Input rows:
================================
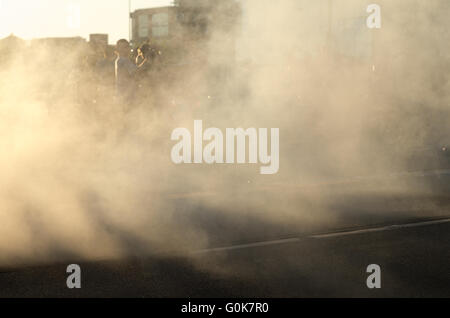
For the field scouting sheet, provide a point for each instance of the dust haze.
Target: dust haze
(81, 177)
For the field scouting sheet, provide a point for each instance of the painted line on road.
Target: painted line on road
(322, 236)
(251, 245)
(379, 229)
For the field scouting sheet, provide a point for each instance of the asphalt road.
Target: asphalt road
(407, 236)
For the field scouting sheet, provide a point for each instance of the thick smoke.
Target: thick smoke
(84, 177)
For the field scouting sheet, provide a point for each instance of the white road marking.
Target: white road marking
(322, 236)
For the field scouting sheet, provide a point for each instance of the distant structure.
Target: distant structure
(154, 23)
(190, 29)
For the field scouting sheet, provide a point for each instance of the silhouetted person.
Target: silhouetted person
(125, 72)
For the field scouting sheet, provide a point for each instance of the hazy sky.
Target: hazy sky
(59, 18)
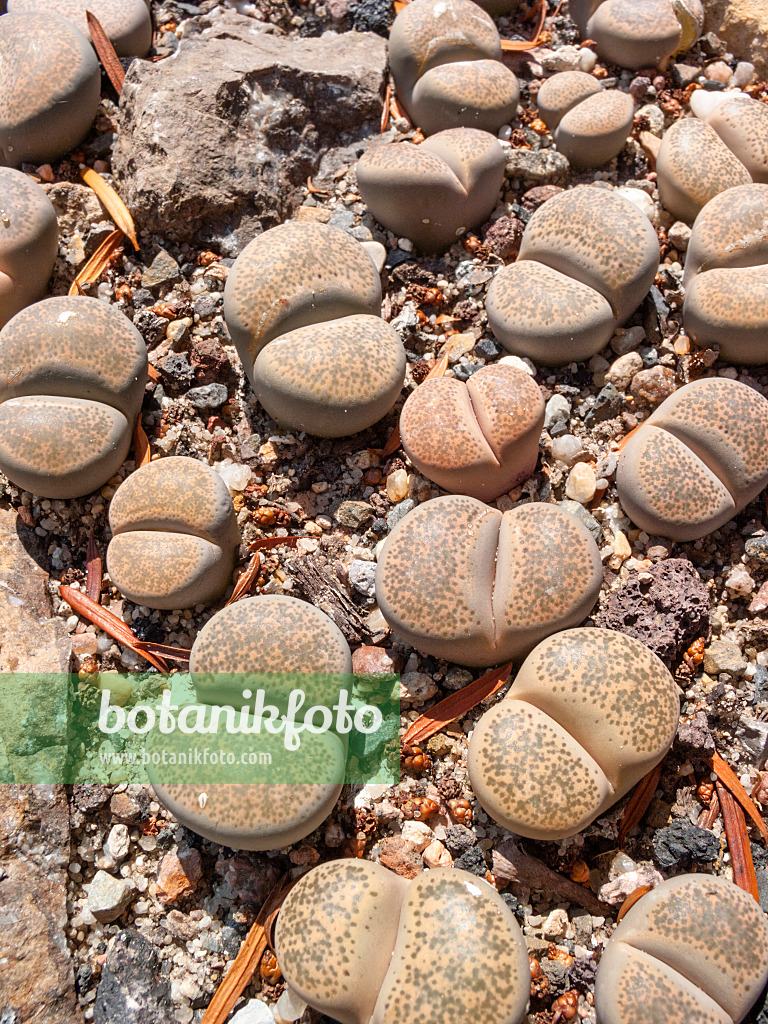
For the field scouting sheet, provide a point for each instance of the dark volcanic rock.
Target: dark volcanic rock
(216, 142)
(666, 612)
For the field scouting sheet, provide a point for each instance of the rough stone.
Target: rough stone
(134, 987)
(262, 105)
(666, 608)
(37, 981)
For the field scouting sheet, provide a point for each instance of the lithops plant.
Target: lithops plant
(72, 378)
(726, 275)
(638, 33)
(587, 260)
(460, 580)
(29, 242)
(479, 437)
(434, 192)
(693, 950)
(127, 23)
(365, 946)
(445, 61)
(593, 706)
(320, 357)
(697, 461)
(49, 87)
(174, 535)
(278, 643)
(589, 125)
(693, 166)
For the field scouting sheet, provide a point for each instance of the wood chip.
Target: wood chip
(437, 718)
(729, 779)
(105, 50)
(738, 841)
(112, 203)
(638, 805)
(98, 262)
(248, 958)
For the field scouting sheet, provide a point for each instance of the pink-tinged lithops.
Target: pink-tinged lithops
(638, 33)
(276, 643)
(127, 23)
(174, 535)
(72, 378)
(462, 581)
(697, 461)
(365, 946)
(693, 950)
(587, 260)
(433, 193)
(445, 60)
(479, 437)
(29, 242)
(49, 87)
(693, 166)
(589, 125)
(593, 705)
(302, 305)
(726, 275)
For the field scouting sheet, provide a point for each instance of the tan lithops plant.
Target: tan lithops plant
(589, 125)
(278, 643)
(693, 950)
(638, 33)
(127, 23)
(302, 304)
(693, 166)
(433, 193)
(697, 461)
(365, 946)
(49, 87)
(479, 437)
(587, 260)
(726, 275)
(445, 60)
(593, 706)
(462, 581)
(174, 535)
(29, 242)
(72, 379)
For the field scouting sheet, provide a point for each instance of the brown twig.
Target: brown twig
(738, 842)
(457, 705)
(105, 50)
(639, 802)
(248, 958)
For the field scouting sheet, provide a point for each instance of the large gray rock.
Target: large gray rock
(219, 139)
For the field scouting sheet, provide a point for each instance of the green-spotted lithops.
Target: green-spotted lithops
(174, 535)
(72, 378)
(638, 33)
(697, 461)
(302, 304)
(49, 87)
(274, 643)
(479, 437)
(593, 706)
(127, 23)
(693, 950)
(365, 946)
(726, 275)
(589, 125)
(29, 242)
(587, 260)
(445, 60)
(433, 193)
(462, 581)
================================
Retype every one of the lines above word for word, and leave the pictures out.

For the field scouting sheet, provide a point for each instance of the dust haze.
Target: dust haze
(81, 177)
For the field scouting sheet, provide a point for each instance of the painted line on road.
Target: painted line on road
(322, 236)
(251, 245)
(379, 229)
For the field scouting sheet, provide a point for each instance of the asphalt road.
Target: asphalt road
(407, 236)
For the field scouting sheet, provide a point for each instance of the thick smoke.
Target: thick smoke
(84, 177)
For the field scouting sheet, provide a point for each instance of the white road marking.
Target: white road marking
(322, 236)
For the field scouting sheet, provide a point for each instance of the distant structure.
Target: distant structure
(154, 23)
(190, 29)
For the field scouting sheet, provide a point for each instance of the silhouetted person.
Target: silhouetted person
(125, 72)
For the field scouting sheet, provide a point for each instance of the hazy sky.
Target: hazy sky
(59, 18)
For the field scouting sheet, provide a point for each instance of the dark volcanic rock.
Target: dark volcanic rock
(216, 142)
(666, 612)
For the field scouting sheet, provide a point for each instance of the rough stone.
Target: rough stone
(134, 987)
(262, 105)
(666, 608)
(37, 981)
For the field scouting sheet, provide a point for each instance of the lithops plant.
Target: lithops plant
(72, 378)
(726, 275)
(638, 33)
(587, 260)
(460, 580)
(29, 242)
(479, 437)
(434, 192)
(693, 950)
(127, 23)
(365, 946)
(445, 61)
(593, 706)
(320, 357)
(697, 461)
(49, 87)
(174, 535)
(278, 643)
(589, 125)
(693, 166)
For the field scouting sheet, provide a point for each instance of the wood chip.
Target: wood chip
(437, 718)
(729, 779)
(105, 50)
(738, 841)
(112, 203)
(638, 805)
(98, 262)
(248, 958)
For the field scouting sheet, provide a point for each instance of the pink-tinged lithops.
Target: pink-tinged lithops
(638, 33)
(276, 643)
(127, 23)
(174, 535)
(72, 378)
(462, 581)
(697, 461)
(365, 946)
(693, 950)
(587, 260)
(433, 193)
(445, 60)
(479, 437)
(29, 242)
(49, 87)
(693, 166)
(589, 125)
(593, 705)
(302, 305)
(726, 275)
For the field scouting sheet, provide a point for each instance of the tan lithops plant.
Target: tan lithops plant
(589, 125)
(278, 643)
(693, 950)
(638, 33)
(127, 23)
(302, 304)
(693, 166)
(433, 193)
(697, 461)
(365, 946)
(49, 87)
(479, 437)
(587, 260)
(726, 275)
(445, 60)
(593, 706)
(462, 581)
(174, 535)
(29, 242)
(72, 379)
For the field scouting sheet, provide a point for each instance of the brown twig.
Target: brown twig
(738, 842)
(457, 705)
(105, 50)
(639, 802)
(248, 958)
For the field scouting sheet, provide a point for each instance of the large gray rock.
Target: large gray rock
(219, 139)
For the field scouting sheet, provide a point for each instance of the green-spotted lithops.
Target: green-spotted lithops
(174, 535)
(72, 378)
(638, 33)
(697, 461)
(302, 304)
(49, 87)
(274, 643)
(479, 437)
(593, 706)
(127, 23)
(693, 950)
(365, 946)
(726, 275)
(589, 125)
(29, 242)
(587, 260)
(445, 60)
(433, 193)
(462, 581)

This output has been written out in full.